_Try it:_ Which lines run from the one containing "Category: wrap dress with knot" to the end of the material below? Retype exactly those, both ends included, and nothing else.

_Data records:_
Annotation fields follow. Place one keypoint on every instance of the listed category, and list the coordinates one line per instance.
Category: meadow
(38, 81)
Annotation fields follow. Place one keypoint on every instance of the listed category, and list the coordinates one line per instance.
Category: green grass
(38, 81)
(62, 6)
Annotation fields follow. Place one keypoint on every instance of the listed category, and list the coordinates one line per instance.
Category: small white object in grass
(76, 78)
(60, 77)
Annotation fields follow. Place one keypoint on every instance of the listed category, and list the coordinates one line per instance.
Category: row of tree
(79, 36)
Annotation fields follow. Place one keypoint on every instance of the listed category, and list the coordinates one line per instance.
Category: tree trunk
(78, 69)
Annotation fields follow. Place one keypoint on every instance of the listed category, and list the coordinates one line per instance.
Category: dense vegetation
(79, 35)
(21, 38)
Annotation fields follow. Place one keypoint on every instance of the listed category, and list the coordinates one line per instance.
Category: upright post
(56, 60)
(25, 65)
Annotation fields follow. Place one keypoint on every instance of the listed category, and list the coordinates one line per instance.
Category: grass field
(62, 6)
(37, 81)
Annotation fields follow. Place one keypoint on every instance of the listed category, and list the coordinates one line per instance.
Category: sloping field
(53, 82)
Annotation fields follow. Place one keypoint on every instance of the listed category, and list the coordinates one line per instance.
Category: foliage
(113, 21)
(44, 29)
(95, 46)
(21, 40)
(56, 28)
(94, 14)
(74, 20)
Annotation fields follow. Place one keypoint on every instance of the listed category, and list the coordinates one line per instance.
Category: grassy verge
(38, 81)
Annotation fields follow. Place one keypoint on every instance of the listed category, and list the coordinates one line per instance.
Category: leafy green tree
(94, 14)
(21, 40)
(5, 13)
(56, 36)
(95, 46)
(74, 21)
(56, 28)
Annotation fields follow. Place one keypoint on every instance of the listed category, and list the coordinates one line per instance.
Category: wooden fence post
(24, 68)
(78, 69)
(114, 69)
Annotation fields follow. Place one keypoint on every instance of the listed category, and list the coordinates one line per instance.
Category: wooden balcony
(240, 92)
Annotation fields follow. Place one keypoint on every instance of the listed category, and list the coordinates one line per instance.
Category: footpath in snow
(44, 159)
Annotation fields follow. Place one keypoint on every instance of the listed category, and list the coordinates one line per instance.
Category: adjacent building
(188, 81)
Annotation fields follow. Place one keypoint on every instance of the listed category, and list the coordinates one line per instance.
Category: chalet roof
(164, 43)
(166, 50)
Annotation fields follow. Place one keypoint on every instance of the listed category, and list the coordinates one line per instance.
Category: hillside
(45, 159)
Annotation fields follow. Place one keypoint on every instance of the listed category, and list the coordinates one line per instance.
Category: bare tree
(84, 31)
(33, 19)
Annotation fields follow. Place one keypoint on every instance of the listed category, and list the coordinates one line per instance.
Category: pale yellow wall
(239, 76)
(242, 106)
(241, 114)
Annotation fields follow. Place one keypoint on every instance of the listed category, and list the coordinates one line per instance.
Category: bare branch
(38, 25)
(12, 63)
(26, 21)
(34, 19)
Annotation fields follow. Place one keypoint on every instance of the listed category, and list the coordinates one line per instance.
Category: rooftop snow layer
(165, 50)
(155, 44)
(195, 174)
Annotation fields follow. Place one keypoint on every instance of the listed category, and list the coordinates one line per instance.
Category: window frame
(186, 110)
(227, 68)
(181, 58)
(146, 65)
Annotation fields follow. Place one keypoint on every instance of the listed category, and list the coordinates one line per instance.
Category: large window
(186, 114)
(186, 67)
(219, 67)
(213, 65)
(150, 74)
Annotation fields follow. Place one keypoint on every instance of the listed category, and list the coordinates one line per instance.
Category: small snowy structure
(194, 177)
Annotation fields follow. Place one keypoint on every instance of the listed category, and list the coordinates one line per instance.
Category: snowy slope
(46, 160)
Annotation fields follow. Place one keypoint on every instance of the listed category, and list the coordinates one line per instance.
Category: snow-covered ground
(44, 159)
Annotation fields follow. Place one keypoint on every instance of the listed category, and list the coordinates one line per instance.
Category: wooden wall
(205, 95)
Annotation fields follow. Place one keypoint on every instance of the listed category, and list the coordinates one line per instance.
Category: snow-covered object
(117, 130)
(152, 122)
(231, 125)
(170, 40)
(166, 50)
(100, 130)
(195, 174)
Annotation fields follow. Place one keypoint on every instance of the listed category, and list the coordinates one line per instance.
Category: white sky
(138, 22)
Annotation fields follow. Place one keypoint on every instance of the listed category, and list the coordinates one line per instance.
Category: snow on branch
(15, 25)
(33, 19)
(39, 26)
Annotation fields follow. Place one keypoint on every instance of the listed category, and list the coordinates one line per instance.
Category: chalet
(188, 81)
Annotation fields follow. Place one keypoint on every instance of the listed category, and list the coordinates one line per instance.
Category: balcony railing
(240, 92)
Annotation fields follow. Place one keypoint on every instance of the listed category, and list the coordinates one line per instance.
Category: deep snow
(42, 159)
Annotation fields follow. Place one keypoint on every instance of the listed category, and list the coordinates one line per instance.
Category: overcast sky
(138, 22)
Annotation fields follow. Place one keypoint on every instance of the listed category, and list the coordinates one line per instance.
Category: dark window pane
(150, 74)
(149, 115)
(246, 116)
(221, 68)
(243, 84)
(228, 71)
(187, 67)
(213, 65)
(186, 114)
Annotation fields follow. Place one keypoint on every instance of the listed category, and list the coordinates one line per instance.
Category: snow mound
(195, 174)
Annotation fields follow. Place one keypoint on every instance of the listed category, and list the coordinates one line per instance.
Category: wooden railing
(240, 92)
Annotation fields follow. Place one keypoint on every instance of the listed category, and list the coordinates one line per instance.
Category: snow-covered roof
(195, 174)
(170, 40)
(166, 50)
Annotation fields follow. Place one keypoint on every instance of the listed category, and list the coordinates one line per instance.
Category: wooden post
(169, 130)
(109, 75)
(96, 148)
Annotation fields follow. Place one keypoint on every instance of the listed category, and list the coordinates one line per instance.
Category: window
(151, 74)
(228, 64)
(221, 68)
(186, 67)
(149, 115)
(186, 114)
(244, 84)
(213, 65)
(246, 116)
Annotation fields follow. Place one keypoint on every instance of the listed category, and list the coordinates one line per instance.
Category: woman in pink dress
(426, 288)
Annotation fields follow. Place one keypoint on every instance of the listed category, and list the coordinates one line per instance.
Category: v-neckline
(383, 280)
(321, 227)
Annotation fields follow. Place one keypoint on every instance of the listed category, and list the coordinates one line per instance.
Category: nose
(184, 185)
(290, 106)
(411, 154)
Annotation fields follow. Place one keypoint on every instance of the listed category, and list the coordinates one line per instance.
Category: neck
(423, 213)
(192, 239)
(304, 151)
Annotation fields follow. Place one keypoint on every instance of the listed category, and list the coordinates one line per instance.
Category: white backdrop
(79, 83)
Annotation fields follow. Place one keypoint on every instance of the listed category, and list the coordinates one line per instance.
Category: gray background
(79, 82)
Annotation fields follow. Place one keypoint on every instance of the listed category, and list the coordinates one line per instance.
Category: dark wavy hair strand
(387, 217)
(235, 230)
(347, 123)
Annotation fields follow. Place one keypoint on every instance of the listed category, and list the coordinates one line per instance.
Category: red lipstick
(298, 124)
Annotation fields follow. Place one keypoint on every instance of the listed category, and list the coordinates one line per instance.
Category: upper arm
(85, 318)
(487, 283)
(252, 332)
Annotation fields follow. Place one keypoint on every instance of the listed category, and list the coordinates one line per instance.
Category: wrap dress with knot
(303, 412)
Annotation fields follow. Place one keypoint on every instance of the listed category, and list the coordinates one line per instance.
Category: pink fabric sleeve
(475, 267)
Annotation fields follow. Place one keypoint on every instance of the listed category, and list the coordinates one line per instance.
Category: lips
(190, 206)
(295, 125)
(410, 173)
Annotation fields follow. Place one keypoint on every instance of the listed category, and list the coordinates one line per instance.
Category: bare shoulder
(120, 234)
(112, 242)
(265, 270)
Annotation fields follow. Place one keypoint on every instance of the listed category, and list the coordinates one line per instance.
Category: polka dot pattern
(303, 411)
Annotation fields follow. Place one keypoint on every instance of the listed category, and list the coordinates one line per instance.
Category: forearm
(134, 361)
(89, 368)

_Response area:_
Category: wrap dress with knot
(303, 412)
Annotation fields follow. Place one keypoint on every instance of the listed category, and list the coordinates one line per instance.
Category: pink fabric sleeve
(475, 267)
Annotation fields follow. Place one keypoint on every instance of the listed category, and list the coordinates one line per instance.
Category: lips
(190, 206)
(295, 125)
(410, 173)
Annotation fields follow. Place one keypoint on every instance of the listed category, and list the coordinates one line per instance.
Category: bare shoulder
(120, 234)
(112, 242)
(265, 270)
Annotation fields follow. Place one keypoint on every instance of the listed category, and list the coordinates one line per instance.
Category: polka dot pattern
(303, 411)
Annotation fields follow. Place one keypoint on every instance of the listed category, and list the coordinates one line per instance.
Category: forearm
(134, 361)
(89, 368)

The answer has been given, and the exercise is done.